> SELECTED EXTRACT
◇ ◇ ◇ ◇
For a federal entitlement, it was remarkably limited and targeted to discreet populations. The idea was that Medicaid would only be for people who otherwise couldn’t get private health insurance or reasonably afford medical care. In other words, Medicaid didn’t originally cover almost any able-bodied adults. That’s not who it was for.

Obamacare changed all that. Medicaid expansion under the Affordable Care Act was more than a simple expansion of the program, it was a transformation. In his 2012 majority opinion in NFIB v. Sebelius, U.S. Supreme Court Justice John Roberts affirmed this view, writing, “Under the Affordable Care Act, Medicaid is transformed into a program to meet the health care needs of the entire nonelderly population with income below 133 percent of the poverty level. It is no longer a program to care for the neediest among us, but rather an element of a comprehensive national plan to provide universal health insurance coverage.”
◇ ◇ ◇ ◇
> STORED DATA
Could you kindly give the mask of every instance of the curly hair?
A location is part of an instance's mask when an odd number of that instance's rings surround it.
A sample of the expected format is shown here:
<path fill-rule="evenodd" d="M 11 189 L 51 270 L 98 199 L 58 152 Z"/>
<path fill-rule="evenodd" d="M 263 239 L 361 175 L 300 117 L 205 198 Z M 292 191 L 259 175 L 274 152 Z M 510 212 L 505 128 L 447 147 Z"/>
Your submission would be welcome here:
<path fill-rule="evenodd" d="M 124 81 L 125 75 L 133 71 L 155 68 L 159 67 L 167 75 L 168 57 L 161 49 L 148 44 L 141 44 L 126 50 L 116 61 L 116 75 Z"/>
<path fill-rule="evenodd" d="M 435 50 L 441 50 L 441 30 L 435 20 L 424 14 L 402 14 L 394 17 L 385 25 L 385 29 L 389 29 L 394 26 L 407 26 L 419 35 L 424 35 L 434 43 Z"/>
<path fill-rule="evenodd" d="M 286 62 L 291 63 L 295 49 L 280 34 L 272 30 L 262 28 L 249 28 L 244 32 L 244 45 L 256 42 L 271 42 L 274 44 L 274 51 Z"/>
◇ ◇ ◇ ◇
> LIST OF TASKS
**1)** According to the passage on Medicaid, why did the program originally cover almost no able-bodied adults?
**2)** Carry on the passage on Medicaid expansion, picking up after its final sentence.

> RESPONSES PER TASK
**1)** Medicaid was meant only for people who otherwise couldn't get private health insurance or reasonably afford medical care. It was limited and targeted to discreet populations, and able-bodied adults were not who it was for.

**2)**
Roberts goes on to explain that when states agreed to participate in Medicaid, they could never have anticipated that Congress would fundamentally transform the program into a broad-based entitlement covering a completely new (and sizeable) population. Medicaid expansion meant, among other things, that the program would now offer coverage to anyone making less than about $16,000 a year, including able-bodied, childless adults of working age.

It’s these able-bodied adults, not the traditional Medicaid enrollees, that the Trump administration’s policy on work requirements targets. According to The New York Times, “The Trump administration said that state Medicaid officials could not impose work requirements on pregnant women, elderly beneficiaries, children or people who were unable to work because of a disability.” In other words, all the people covered by Medicaid before Obamacare’s radical expansion of the program are exempt from work requirements.

We should therefore understand the announcement about work requirements as a corrective to Obamacare’s massive expansion of Medicaid, which accounts for the vast majority of coverage gains under the Affordable Care Act. By putting millions of able-bodied adults on the Medicaid rolls, Obamacare created perverse incentive for those enrollees to limit their income so they could keep their Medicaid coverage.

Work Requirements Will Free People From Dependency

Such incentives are powerful—and in the long run, harmful to welfare beneficiaries. Work requirements are a proven way to unwind perverse incentives and improve people’s lives.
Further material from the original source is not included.